▶ **Requirement**: If a line of the data below holds the word "mountain", list it.

=====

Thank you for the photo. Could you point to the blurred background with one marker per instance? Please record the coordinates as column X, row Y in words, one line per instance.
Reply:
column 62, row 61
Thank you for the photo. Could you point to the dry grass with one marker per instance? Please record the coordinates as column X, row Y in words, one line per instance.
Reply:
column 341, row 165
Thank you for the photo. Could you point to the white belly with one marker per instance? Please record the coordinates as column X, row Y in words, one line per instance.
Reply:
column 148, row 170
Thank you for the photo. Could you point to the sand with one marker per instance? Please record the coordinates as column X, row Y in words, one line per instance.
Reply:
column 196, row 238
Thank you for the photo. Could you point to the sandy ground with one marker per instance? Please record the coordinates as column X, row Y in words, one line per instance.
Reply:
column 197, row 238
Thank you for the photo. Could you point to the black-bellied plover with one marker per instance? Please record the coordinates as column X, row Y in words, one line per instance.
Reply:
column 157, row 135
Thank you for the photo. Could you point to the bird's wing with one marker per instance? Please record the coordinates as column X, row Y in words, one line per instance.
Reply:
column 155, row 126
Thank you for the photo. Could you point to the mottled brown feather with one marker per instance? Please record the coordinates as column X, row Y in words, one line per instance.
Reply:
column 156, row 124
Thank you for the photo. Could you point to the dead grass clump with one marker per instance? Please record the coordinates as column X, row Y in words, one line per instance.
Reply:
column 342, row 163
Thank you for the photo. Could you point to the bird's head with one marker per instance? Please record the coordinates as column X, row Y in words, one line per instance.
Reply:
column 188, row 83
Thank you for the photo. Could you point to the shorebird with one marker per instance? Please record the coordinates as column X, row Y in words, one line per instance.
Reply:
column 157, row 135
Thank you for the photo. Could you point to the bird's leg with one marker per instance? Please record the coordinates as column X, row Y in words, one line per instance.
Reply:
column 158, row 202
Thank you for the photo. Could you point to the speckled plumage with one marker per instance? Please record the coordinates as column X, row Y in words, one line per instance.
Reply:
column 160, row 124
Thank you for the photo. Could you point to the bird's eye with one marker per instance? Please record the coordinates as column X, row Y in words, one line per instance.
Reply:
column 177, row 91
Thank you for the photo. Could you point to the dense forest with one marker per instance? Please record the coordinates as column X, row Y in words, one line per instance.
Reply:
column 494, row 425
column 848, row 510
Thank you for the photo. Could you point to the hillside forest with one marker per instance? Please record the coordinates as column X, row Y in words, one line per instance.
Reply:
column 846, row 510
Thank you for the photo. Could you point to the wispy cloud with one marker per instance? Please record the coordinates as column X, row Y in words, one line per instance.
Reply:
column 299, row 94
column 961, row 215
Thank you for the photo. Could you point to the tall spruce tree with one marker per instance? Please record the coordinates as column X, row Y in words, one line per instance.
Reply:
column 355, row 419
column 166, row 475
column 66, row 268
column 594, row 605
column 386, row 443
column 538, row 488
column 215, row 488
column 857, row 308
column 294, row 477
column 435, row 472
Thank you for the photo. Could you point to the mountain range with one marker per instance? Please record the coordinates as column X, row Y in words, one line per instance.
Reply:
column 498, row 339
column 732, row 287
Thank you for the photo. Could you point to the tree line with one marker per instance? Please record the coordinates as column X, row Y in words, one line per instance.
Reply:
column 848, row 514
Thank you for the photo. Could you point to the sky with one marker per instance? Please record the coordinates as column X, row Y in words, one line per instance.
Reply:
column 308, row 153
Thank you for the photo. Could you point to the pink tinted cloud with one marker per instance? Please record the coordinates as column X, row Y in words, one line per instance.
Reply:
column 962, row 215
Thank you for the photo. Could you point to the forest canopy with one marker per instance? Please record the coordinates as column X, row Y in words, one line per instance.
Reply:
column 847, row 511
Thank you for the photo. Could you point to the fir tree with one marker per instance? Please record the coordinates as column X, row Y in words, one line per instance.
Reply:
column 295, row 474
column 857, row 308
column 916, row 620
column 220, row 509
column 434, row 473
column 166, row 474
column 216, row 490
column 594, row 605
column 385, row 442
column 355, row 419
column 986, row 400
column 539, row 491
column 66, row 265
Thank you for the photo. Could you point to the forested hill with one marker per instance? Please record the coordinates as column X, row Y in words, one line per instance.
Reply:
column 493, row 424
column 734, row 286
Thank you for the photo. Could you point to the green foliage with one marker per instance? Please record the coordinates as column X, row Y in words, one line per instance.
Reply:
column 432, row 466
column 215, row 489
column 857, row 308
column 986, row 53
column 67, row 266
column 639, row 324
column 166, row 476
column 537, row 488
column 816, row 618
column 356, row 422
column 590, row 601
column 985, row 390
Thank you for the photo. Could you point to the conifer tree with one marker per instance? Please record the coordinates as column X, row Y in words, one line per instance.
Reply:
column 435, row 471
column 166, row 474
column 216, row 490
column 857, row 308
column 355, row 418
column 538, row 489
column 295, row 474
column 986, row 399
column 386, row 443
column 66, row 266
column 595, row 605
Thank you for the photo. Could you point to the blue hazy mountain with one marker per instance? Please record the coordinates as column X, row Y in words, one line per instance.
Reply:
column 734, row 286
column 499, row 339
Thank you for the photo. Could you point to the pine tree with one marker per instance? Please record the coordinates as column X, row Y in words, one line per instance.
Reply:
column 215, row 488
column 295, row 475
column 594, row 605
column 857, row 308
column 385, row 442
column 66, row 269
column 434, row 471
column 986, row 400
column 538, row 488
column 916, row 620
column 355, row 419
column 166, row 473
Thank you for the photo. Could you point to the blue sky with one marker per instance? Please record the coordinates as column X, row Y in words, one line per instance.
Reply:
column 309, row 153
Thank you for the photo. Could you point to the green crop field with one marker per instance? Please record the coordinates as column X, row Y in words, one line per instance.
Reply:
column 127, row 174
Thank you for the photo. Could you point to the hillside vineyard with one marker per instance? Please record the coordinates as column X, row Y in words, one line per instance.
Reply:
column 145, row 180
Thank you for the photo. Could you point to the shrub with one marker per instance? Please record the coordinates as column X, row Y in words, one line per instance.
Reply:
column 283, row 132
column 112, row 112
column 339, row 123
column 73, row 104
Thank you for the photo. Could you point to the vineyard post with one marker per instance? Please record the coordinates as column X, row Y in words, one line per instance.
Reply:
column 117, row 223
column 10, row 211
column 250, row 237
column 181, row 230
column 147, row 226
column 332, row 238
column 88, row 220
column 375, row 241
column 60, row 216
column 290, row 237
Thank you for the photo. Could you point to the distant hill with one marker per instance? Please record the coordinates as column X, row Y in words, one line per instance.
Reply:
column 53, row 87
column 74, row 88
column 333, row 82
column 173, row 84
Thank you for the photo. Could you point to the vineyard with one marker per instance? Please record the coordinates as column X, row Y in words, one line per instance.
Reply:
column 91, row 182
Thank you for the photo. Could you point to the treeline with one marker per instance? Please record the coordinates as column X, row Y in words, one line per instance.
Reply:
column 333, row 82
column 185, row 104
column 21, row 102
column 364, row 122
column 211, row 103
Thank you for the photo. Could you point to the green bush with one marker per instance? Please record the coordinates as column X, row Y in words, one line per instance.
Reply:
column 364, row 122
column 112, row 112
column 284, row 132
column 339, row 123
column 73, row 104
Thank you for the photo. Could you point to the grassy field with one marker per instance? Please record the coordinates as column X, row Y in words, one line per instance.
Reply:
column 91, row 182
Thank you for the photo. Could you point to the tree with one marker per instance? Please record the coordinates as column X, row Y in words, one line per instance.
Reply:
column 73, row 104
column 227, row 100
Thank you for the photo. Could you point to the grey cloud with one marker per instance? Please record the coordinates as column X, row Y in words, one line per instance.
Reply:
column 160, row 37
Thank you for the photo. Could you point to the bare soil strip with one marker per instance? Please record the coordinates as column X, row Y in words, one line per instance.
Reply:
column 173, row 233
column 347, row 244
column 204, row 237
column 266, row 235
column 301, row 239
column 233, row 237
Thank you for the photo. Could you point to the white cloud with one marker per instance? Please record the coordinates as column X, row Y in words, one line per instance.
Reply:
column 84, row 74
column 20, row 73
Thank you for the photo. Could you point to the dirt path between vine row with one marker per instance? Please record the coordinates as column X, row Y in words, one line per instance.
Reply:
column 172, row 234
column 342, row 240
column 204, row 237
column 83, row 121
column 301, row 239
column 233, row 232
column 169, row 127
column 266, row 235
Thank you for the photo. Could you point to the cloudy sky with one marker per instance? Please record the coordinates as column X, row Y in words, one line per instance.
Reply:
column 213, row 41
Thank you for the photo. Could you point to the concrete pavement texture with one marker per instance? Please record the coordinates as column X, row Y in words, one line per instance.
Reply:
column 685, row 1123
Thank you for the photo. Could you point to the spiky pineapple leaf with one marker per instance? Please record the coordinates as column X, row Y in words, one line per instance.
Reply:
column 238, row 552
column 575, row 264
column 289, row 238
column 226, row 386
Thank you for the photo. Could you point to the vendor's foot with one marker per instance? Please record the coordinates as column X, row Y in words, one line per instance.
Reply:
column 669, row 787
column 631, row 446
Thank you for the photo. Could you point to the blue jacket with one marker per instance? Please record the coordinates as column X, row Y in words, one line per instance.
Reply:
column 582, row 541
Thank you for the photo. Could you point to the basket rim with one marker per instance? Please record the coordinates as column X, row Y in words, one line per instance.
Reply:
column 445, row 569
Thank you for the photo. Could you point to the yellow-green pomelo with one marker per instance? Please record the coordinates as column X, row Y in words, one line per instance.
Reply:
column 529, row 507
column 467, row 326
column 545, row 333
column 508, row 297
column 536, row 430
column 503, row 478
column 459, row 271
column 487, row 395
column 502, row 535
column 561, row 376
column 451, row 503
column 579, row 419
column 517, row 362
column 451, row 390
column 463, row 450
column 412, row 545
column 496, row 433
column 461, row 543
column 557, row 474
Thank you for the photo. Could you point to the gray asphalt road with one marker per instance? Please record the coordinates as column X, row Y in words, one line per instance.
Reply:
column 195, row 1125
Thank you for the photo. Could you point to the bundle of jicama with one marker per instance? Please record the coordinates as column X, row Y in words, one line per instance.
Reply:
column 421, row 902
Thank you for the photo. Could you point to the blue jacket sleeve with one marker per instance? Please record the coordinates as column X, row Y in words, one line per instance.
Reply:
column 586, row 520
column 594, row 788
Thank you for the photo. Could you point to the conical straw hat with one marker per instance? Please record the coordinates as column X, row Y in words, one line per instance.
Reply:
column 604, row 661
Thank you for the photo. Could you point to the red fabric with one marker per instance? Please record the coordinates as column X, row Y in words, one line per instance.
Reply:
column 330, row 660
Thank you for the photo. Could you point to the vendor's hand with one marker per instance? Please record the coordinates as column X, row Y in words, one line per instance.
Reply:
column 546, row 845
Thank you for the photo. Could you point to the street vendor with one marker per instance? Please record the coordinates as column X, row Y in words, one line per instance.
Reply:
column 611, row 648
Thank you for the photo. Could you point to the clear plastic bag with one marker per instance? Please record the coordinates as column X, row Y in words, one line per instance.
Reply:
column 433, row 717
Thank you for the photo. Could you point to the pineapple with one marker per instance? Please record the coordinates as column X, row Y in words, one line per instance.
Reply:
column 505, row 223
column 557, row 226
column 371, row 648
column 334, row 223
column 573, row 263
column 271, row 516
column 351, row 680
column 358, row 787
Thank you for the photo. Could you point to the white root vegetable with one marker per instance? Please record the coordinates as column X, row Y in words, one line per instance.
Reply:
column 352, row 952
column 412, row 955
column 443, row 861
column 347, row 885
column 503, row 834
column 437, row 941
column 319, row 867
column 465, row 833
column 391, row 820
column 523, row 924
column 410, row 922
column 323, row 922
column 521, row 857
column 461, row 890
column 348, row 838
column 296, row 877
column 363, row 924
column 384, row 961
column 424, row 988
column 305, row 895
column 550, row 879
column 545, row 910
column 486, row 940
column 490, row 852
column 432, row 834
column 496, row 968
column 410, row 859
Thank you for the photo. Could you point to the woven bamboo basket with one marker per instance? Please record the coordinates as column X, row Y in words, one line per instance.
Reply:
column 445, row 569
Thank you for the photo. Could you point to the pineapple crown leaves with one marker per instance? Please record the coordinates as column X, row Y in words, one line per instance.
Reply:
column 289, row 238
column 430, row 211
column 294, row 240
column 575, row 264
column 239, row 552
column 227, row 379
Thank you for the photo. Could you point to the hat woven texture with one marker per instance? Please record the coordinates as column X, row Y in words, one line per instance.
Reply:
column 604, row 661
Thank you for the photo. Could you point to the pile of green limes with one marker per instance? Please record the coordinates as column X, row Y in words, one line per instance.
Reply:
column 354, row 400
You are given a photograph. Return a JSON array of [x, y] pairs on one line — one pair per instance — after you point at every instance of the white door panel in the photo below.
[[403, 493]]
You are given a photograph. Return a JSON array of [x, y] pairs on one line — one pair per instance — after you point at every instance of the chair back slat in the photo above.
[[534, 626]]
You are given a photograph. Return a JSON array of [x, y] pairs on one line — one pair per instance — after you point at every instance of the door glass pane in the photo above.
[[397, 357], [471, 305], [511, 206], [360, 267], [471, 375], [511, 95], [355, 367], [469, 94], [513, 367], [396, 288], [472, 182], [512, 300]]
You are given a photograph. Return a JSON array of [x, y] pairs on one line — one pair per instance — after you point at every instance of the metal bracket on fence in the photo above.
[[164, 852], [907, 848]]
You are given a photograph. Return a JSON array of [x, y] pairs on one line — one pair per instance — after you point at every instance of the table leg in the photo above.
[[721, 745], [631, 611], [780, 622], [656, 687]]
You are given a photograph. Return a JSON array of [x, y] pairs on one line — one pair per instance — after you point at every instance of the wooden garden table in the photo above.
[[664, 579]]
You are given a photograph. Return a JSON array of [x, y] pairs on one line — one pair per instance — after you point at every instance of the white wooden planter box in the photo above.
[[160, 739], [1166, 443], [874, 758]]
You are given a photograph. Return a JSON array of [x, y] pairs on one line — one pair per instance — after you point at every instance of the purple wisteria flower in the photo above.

=====

▶ **Response below**:
Thank you for the photo. Could you point to the mountain range with one marker per instance? Please record the coordinates as column X, row Y in words, one line per instance.
Thank you for the photo. Could you point to the blue hazy mountain with one marker per instance? Please record the coordinates as column X, row Y in words, one line per instance.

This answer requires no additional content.